◆ DE OPDRACHTEN
[1] Schrijf uit de boekbespreking alles over vanaf "De editie van P.G." tot en met "documenten’ (blz. 11).".
[2] Hoeveel brieven van Gezelle bevat de archiefuitgave volgens de boekbespreking?

◆ TE LEZEN FRAGMENT

──────────

| |
| |
| |
Boekbesprekingen
Guido Gezelles handschriften uit het Engels klooster te Brugge. Archiefuitgave, ingeleid en van commentaar voorzien door P.G. de Bruijn. Antwerpen, Centrum voor Gezellestudie - Universitaire Faculteiten Sint-Ignatius, 1991 (Teksten en Studiën nr. 9), 168 blz.
Deze uitgave is niet alleen op zich heel waardevol, ze is ook veelbelovend voor de toekomst. Voor het eerst wordt namelijk de moderne editietechniek, die tijdens de laatste decennia in Nederland werd ontwikkeld en die al monumentale edities heeft opgeleverd van J.C. Bloem en J.H. Leopold, nu ook op Gezelle toegepast. Deze normgevende editiepraktijk, in gang gezet door A.L. Sötemann en diens leerlingen H.T.M. van Vliet en G.J. Dorleijn, vergt een enorme investering aan man(vrouw)kracht en geldelijke middelen en is dan ook slechts voor de allerbelangrijkste auteurs te verantwoorden.
Dat Gezelle aan de beurt zou komen lijkt dus wel een daad van eenvoudige rechtvaardigheid maar is dan toch weer niet zo vanzelfsprekend. Er is in het Gezelle-onderzoek een lange traditie waarvan de Jubileumuitgave (1930-1939) en de editie van het Verzameld dichtwerk, (1980-), naast de tijdschriften Gezellekroniek en Gezelliana waarin het filologisch onderzoek zich concentreert, de neerslag vormen. Wat in de nieuwe Nederlandse (op Duitse studies teruggaande) editiepraktijk wordt geboden, wijkt echter sterk af van wat in de Gezelle-studie tot dusver gebruikelijk was. De nieuwe editie-techniek dient hier dan ook haar plaats te winnen naast of als aanvulling van de bestaande traditie van tekstkritiek en teksteditie.
De editie van P.G. de Bruijn is een bescheiden begin maar stelt veel meer in het vooruitzicht. Het gaat om een kleinschalige, beperkte en gedeeltelijke archiefuitgave, met name de Gezellehandschriften (autografen) uit het sedert 1980 bekende archief van Gustaaf Verriest: 13 brieven, 39 gedichten, een ‘proza’ tekst. In zijn korte, maar zeer informatieve inleiding gaat De Bruijn in op het tot stand komen van het Archief Verriest en worden de ‘erflaters’ van het archief voorgesteld: Gustaaf (1843-1918), Adolf (1830-1891) en Hugo Verriest (1840-1922). Centraal staat hun relatie met Gezelle, ‘zoals weerspiegeld in de documenten’ (blz. 11).

──────────

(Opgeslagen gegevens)
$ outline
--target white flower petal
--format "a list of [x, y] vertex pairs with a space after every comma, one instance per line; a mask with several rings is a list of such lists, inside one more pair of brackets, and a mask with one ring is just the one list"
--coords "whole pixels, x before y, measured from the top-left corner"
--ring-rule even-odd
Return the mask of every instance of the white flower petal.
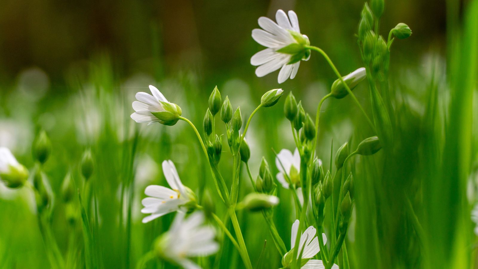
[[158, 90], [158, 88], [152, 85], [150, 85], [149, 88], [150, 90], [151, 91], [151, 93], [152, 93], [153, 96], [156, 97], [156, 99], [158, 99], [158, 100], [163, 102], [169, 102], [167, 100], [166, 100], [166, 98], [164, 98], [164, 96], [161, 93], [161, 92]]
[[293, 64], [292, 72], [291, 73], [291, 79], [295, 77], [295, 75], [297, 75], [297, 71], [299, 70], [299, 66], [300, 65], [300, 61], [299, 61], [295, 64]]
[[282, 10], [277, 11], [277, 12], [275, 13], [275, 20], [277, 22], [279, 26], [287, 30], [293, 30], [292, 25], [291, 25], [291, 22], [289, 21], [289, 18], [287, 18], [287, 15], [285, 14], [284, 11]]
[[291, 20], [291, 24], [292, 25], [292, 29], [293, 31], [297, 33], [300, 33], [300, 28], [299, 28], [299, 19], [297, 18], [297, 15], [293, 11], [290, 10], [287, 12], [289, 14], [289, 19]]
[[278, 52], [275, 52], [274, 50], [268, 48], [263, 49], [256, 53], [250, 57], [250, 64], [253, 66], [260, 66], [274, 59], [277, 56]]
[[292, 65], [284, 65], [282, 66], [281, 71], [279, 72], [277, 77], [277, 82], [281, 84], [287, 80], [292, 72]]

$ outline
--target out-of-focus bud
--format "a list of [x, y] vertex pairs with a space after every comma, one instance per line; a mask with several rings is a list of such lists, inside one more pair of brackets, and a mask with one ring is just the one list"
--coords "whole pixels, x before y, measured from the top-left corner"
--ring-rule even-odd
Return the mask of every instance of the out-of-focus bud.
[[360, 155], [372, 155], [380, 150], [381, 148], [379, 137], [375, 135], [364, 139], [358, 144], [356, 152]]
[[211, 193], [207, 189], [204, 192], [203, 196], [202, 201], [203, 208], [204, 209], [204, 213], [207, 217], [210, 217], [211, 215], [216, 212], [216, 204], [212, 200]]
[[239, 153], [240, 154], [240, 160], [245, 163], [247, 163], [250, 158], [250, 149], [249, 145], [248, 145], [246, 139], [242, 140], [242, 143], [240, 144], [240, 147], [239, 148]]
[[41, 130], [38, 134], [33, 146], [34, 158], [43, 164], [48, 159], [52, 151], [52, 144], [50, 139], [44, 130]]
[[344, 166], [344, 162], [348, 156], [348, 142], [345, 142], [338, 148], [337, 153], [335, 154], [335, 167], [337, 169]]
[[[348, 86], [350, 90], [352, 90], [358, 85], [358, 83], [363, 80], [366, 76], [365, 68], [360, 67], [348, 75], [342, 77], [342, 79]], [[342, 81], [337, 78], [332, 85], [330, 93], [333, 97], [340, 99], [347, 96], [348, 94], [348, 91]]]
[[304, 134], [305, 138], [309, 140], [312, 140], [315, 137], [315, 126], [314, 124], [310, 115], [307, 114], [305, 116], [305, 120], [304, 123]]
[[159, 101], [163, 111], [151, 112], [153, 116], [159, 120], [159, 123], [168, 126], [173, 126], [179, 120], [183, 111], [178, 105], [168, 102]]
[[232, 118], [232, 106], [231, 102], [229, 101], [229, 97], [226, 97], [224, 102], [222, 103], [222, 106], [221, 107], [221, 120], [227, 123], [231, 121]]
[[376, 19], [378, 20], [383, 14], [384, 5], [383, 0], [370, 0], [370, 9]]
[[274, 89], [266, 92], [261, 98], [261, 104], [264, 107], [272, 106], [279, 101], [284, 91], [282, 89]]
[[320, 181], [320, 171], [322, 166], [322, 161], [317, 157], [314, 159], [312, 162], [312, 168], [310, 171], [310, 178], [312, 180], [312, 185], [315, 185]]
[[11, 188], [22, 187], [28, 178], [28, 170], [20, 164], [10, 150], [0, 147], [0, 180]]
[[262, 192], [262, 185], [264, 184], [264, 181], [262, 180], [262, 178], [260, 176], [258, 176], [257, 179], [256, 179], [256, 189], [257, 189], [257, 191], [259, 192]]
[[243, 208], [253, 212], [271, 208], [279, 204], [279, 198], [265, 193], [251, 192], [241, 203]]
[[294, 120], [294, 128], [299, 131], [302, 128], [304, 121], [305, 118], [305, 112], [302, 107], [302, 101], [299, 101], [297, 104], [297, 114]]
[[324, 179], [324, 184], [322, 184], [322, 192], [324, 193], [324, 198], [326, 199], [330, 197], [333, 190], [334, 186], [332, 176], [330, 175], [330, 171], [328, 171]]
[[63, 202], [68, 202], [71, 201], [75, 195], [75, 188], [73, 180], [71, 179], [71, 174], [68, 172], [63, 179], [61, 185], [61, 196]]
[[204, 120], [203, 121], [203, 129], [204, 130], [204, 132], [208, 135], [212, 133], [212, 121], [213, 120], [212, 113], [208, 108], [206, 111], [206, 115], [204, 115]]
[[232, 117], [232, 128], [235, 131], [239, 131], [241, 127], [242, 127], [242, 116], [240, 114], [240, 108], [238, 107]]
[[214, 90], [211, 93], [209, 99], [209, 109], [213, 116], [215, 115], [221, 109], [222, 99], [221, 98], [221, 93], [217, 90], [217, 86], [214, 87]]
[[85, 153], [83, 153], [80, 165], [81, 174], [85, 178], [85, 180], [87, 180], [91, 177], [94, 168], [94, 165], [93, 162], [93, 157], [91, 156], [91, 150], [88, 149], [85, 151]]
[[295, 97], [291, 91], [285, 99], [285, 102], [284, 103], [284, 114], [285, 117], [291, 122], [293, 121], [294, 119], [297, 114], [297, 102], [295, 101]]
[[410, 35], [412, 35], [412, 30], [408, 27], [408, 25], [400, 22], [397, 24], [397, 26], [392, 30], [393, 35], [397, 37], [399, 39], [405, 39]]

──────────

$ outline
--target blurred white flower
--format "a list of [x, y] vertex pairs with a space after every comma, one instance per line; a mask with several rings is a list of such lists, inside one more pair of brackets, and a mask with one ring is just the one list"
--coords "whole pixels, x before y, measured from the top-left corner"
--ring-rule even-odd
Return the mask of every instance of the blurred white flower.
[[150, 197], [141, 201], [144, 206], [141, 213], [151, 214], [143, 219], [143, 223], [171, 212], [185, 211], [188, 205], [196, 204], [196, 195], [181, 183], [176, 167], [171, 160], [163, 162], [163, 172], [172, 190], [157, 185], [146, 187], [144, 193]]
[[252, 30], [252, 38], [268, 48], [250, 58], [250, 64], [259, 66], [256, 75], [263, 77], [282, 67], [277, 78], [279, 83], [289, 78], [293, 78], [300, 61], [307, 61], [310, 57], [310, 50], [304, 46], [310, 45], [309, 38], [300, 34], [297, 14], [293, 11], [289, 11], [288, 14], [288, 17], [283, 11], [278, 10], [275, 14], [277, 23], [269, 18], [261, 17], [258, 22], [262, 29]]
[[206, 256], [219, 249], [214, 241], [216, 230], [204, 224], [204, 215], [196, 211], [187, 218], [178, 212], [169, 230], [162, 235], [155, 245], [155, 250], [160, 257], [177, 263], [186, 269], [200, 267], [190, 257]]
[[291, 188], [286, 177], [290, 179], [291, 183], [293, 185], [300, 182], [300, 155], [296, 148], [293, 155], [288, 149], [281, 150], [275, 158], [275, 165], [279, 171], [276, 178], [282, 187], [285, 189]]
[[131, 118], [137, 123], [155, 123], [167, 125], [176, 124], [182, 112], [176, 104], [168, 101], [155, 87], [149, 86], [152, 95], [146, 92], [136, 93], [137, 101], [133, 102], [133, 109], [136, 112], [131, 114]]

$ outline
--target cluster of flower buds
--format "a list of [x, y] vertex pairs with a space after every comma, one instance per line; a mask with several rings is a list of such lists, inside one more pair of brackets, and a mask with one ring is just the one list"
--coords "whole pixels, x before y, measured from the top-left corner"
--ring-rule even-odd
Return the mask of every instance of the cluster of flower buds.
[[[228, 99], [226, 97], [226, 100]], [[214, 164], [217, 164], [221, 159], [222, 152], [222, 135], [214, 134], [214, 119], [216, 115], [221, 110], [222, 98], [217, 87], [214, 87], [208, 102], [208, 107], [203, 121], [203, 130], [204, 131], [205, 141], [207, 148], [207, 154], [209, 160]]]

──────────

◆ OPLOSSINGEN PER OPDRACHT
[1]
De editie van P.G. de Bruijn is een bescheiden begin maar stelt veel meer in het vooruitzicht. Het gaat om een kleinschalige, beperkte en gedeeltelijke archiefuitgave, met name de Gezellehandschriften (autografen) uit het sedert 1980 bekende archief van Gustaaf Verriest: 13 brieven, 39 gedichten, een ‘proza’ tekst. In zijn korte, maar zeer informatieve inleiding gaat De Bruijn in op het tot stand komen van het Archief Verriest en worden de ‘erflaters’ van het archief voorgesteld: Gustaaf (1843-1918), Adolf (1830-1891) en Hugo Verriest (1840-1922). Centraal staat hun relatie met Gezelle, ‘zoals weerspiegeld in de documenten’ (blz. 11).

[2] 13 brieven.